Problem: Print, exactly as they stand, the lines below from the one that has "(1234, 270)" to the one that has "column 395, row 59", inclusive, leaving out the pictures.

Records provided:
[Start of Attachment]

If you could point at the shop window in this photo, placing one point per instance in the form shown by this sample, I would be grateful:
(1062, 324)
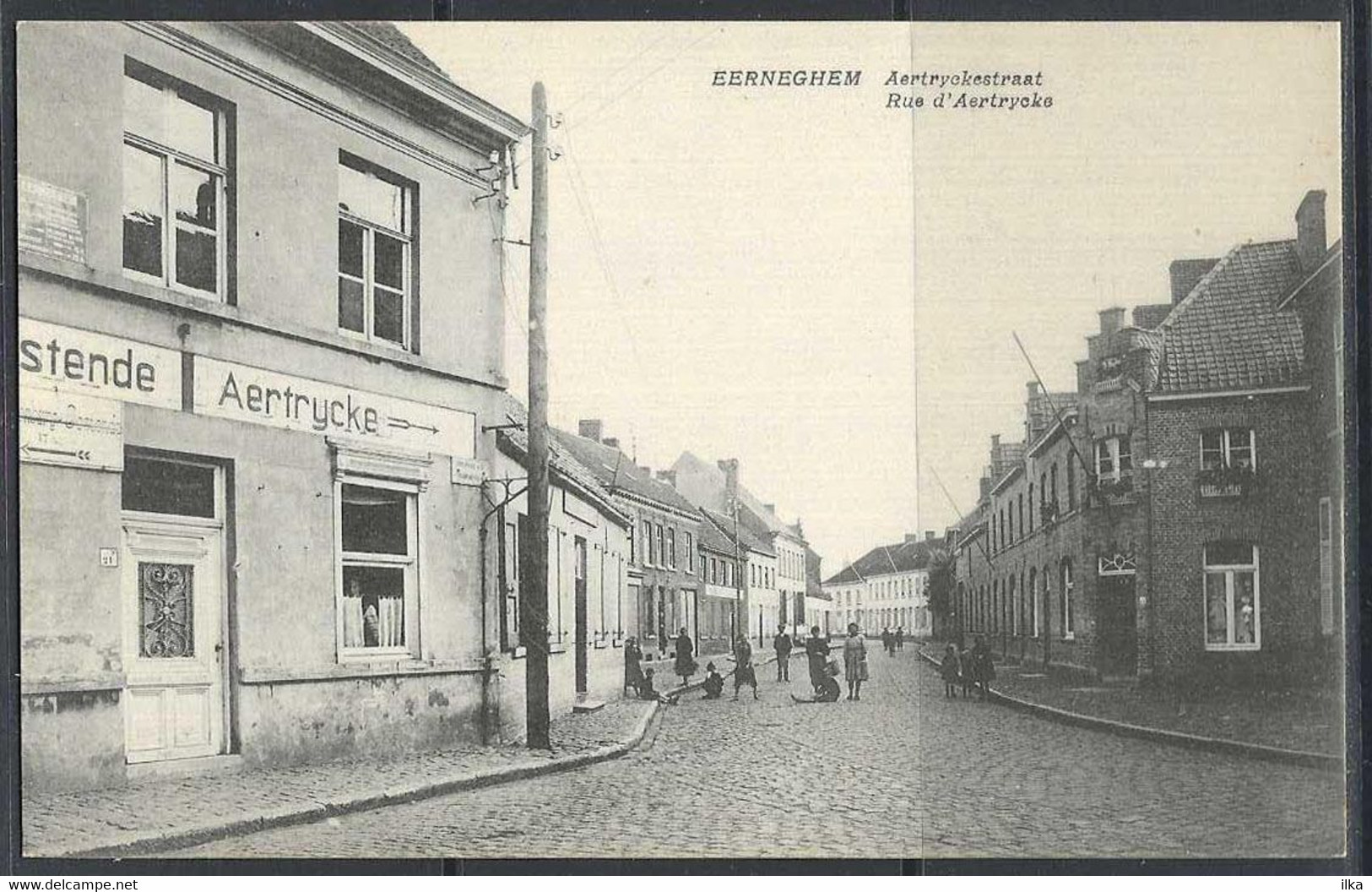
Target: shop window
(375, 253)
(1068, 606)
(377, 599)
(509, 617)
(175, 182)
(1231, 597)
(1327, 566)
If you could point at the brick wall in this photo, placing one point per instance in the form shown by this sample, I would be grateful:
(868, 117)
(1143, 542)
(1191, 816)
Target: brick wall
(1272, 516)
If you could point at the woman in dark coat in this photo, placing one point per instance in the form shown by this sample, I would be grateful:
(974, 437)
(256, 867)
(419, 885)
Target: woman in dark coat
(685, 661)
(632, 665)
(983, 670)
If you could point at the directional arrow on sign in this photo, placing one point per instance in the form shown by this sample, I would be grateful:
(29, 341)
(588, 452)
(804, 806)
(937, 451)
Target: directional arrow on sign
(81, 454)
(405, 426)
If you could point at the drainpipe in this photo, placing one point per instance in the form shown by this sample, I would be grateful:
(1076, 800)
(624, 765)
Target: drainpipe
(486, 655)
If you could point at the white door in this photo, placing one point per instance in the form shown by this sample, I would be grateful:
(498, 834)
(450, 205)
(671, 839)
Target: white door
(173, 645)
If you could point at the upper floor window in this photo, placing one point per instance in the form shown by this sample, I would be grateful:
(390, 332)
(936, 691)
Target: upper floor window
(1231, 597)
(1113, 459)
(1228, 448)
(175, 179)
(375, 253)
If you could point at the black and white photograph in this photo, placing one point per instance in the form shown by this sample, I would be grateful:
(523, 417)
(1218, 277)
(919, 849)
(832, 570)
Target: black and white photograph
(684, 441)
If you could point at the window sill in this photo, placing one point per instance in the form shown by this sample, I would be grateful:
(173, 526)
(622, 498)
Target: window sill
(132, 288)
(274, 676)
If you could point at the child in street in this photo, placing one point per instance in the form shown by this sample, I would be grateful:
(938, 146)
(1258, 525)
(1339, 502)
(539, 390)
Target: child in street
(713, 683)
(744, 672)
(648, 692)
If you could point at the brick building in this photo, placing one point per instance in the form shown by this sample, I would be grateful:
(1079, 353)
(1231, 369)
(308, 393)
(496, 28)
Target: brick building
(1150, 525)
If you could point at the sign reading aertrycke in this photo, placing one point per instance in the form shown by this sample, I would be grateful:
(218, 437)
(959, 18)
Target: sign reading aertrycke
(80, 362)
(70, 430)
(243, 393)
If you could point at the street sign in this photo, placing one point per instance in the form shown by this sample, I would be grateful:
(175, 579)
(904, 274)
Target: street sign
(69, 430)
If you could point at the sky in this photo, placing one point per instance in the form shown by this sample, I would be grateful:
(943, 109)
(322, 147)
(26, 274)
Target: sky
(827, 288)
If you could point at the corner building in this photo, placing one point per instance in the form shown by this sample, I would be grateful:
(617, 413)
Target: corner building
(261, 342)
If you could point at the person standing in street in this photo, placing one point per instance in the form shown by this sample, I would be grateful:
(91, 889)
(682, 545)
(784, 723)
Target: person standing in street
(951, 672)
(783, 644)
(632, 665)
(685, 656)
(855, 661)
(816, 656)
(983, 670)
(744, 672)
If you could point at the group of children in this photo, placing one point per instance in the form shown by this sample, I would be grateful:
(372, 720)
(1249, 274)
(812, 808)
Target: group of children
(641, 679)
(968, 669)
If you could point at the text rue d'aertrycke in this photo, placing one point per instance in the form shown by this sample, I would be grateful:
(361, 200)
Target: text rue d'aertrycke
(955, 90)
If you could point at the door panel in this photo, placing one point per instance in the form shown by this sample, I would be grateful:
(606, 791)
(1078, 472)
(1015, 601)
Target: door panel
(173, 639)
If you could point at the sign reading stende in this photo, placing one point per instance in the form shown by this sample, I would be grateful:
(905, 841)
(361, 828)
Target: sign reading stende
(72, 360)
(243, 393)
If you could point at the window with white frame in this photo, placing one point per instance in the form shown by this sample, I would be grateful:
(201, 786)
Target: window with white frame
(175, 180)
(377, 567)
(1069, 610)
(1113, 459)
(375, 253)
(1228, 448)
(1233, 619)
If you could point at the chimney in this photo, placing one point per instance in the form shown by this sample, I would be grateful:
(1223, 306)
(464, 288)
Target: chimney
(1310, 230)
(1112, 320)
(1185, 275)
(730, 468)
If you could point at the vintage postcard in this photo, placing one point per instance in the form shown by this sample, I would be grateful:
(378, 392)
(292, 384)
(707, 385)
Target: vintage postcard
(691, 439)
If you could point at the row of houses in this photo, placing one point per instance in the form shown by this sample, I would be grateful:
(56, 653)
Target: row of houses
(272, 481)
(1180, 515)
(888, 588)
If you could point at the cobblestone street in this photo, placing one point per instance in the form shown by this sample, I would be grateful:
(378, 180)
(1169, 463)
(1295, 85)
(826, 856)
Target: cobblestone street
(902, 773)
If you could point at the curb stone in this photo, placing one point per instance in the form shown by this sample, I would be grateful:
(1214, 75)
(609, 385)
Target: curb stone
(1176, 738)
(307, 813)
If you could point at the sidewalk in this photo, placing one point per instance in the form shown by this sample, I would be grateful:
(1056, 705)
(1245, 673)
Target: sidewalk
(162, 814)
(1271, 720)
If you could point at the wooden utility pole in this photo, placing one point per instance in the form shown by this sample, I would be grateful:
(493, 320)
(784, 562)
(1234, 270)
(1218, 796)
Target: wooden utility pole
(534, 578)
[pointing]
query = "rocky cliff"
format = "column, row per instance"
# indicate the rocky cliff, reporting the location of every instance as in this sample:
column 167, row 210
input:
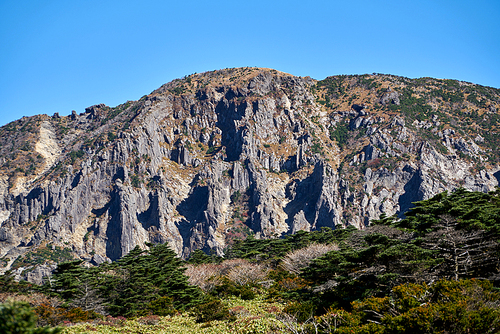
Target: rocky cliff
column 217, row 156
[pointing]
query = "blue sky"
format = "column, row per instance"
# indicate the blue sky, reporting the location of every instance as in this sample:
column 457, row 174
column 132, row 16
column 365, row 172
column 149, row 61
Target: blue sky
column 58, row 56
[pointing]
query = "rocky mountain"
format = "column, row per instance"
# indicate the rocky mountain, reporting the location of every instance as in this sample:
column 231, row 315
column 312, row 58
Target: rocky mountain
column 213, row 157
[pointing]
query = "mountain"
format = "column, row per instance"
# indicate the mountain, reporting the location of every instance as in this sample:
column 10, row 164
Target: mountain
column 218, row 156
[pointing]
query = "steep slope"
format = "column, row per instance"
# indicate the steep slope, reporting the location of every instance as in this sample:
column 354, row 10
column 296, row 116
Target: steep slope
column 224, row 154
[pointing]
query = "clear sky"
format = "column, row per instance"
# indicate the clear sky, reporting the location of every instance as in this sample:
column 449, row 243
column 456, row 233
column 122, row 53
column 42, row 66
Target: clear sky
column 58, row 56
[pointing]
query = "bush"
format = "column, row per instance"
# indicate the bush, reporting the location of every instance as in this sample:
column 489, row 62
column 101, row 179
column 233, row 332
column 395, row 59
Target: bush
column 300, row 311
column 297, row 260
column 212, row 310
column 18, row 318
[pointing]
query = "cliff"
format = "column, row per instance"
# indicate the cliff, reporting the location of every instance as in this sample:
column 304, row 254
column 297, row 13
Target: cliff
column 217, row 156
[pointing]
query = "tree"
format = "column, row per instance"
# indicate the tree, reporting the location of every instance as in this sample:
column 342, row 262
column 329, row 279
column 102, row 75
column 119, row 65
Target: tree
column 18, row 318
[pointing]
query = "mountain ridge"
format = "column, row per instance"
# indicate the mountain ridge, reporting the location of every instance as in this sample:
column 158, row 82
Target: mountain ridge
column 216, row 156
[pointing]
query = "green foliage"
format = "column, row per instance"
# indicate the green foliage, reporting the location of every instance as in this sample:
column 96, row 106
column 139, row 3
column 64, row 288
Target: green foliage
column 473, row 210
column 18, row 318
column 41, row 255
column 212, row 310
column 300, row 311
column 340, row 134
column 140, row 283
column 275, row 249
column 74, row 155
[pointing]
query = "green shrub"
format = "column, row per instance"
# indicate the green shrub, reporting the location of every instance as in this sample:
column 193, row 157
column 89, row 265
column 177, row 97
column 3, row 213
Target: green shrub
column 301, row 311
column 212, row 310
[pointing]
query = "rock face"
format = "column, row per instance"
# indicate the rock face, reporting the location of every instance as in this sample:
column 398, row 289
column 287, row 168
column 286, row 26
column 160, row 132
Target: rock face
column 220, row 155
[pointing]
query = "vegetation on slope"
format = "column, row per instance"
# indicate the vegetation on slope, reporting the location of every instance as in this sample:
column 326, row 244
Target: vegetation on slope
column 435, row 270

[End of Attachment]
[Start of Attachment]

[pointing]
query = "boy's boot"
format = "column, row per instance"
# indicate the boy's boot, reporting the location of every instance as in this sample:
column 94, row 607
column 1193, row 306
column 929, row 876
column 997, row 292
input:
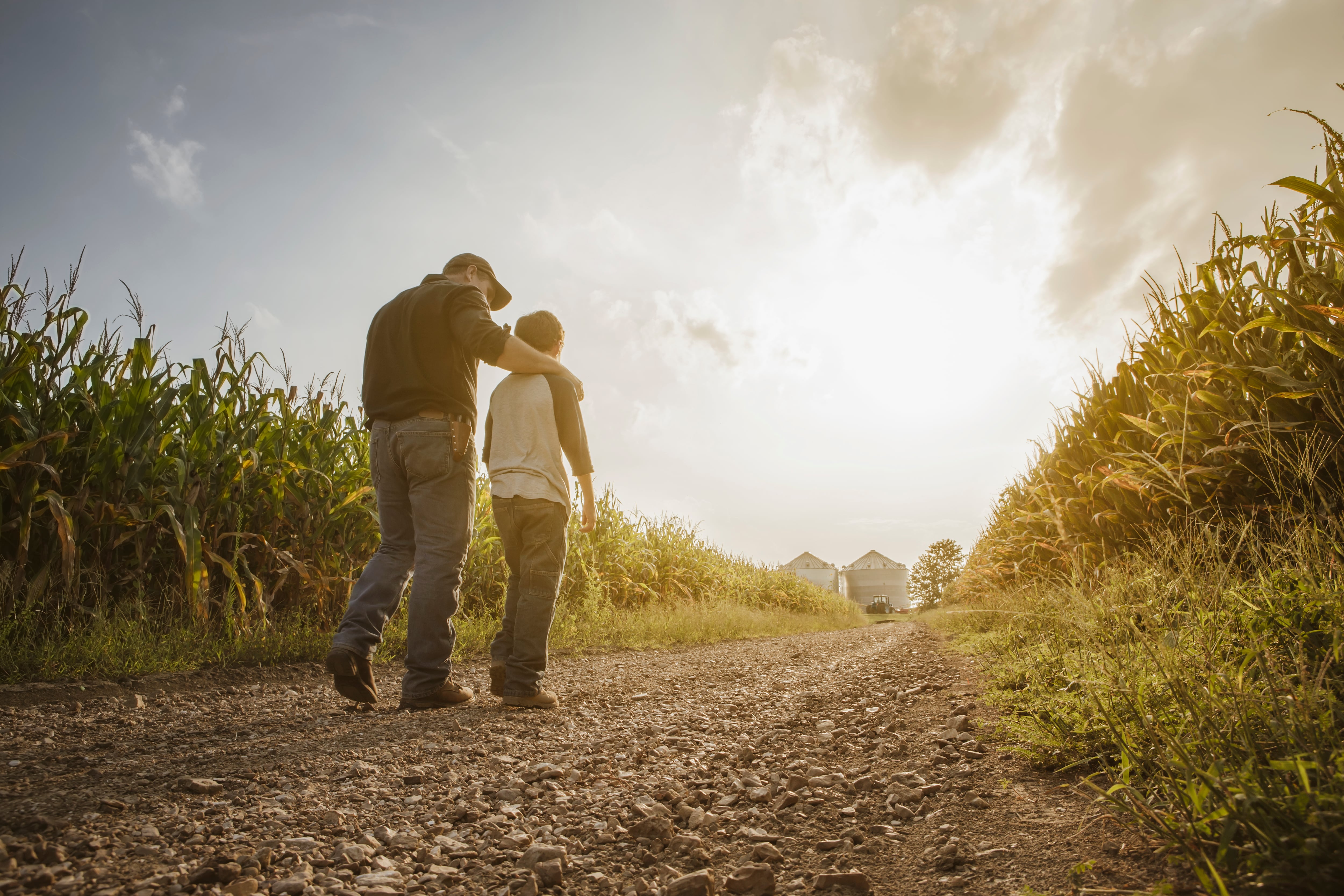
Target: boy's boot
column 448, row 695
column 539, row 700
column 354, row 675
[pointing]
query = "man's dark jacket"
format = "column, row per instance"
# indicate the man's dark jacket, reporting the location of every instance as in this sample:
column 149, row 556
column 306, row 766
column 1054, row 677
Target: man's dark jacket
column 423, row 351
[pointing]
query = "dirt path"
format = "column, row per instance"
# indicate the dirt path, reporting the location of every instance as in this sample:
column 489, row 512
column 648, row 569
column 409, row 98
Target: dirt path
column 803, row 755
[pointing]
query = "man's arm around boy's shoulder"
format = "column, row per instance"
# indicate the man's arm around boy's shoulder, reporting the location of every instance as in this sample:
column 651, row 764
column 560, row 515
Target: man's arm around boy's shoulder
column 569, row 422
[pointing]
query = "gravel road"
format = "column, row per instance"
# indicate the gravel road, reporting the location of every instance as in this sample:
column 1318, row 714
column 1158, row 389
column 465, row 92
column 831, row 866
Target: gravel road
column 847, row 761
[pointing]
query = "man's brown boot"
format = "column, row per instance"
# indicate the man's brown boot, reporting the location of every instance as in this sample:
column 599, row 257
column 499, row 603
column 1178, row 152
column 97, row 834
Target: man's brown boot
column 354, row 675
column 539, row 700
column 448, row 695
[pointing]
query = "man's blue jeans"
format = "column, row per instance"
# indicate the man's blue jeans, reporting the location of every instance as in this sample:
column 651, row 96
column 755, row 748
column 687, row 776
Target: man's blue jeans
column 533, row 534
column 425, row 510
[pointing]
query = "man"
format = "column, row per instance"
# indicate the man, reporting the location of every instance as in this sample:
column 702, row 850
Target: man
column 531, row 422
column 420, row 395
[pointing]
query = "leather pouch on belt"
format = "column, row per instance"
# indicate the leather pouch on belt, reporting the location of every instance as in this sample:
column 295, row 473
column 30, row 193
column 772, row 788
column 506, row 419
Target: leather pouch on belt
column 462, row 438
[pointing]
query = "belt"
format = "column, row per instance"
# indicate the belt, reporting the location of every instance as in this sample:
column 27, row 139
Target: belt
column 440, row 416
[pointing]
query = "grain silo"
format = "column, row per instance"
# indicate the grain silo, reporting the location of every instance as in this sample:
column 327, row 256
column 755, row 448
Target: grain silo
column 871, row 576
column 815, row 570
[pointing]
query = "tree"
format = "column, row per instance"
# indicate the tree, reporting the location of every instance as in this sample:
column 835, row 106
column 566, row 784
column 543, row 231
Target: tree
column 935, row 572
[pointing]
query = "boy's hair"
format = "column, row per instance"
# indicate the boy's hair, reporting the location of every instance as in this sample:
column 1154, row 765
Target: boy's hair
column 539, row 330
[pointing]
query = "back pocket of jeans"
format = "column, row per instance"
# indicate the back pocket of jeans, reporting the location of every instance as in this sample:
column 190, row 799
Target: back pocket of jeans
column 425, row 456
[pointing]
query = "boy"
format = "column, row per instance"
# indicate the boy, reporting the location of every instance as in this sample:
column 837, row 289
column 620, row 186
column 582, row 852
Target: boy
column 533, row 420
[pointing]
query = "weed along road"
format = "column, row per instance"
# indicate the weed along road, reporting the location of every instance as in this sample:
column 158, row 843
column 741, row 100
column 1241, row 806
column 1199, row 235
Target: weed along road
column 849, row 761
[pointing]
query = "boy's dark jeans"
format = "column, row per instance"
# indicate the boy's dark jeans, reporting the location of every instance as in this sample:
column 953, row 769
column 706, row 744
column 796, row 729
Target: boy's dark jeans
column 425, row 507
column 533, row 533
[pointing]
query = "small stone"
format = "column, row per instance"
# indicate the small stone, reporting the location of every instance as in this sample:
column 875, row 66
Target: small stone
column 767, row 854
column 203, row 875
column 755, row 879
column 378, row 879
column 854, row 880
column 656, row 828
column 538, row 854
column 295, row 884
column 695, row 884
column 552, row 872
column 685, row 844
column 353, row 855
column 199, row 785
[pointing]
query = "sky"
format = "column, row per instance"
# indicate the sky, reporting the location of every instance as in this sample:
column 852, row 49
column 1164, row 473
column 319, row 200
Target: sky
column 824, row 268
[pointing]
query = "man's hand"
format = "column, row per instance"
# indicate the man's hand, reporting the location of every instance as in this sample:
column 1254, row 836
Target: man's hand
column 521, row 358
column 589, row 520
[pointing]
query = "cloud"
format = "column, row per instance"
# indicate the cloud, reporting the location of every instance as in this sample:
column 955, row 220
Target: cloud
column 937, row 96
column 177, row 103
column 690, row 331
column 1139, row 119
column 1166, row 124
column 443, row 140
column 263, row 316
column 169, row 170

[End of Attachment]
[Start of Attachment]

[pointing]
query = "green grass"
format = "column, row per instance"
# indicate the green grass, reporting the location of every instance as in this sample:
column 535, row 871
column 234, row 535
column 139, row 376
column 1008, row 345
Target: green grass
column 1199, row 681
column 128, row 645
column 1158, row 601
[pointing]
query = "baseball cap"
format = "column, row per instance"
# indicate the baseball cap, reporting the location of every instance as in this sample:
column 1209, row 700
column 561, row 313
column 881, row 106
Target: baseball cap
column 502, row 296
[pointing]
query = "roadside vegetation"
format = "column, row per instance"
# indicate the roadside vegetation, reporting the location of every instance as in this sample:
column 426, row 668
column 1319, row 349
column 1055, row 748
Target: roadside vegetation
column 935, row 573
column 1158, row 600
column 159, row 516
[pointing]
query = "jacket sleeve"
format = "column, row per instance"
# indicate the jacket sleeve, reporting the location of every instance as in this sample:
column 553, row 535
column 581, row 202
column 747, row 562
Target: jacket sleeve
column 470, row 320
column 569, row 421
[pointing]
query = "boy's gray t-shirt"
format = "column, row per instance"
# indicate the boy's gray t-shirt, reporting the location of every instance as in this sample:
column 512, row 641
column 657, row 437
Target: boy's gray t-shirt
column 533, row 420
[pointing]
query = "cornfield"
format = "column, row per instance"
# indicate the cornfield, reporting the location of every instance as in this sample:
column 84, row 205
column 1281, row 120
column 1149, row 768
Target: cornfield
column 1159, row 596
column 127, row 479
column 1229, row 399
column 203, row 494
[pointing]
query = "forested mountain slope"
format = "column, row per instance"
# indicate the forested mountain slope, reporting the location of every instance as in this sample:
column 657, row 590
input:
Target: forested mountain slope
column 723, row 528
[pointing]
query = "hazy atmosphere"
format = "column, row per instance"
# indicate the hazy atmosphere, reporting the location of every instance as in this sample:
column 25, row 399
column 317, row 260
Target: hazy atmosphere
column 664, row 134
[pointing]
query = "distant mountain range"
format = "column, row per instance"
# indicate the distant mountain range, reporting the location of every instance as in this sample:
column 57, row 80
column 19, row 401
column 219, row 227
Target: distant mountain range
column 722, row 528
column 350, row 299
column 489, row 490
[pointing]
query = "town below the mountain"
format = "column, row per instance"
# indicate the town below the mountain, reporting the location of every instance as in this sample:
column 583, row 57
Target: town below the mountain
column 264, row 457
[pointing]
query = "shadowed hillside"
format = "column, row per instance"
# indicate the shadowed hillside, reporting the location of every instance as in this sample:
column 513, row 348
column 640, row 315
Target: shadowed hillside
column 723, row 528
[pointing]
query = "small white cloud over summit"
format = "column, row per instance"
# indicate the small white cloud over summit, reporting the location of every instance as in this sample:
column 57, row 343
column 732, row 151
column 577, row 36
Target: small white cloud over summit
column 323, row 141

[End of Attachment]

Solution:
(1234, 270)
(1218, 796)
Target: wooden utility pole
(534, 578)
[pointing]
query = "rocky cliff"
format = "column, row per instance"
# indicate the rocky cliff, reporting the location of every instance as in this sample:
column 167, row 210
input:
Target: rocky cliff
column 217, row 156
[pointing]
query = "blue sky"
format = "column, row per instance"
# indicate the blue sky, reporting the location of every instance as in this sample:
column 457, row 174
column 132, row 16
column 365, row 172
column 149, row 61
Target: blue sky
column 58, row 56
[pointing]
query = "rocky mountain"
format = "column, row per instance"
# indicate the rocky mountain, reporting the location of every instance as in this sample:
column 231, row 315
column 312, row 58
Target: rocky mountain
column 213, row 157
[pointing]
query = "mountain"
format = "column, row per instance"
# indicate the mountain, reporting the location of every instance as in this sample:
column 10, row 164
Target: mountain
column 218, row 156
[pointing]
query = "steep slope"
format = "column, row per instance"
# indicate the steep slope, reporting the location of every instance as in this sample:
column 354, row 10
column 296, row 116
Target: steep slope
column 224, row 154
[pointing]
query = "clear sky"
format = "column, row per instance"
# indicate the clear sky, reporting the location of every instance as in this sample:
column 449, row 243
column 456, row 233
column 122, row 53
column 42, row 66
Target: clear sky
column 58, row 56
[pointing]
query = "bush"
format = "column, row per instance"
# indicate the bush, reporting the location of every instance as in this sample:
column 489, row 62
column 101, row 179
column 233, row 332
column 395, row 59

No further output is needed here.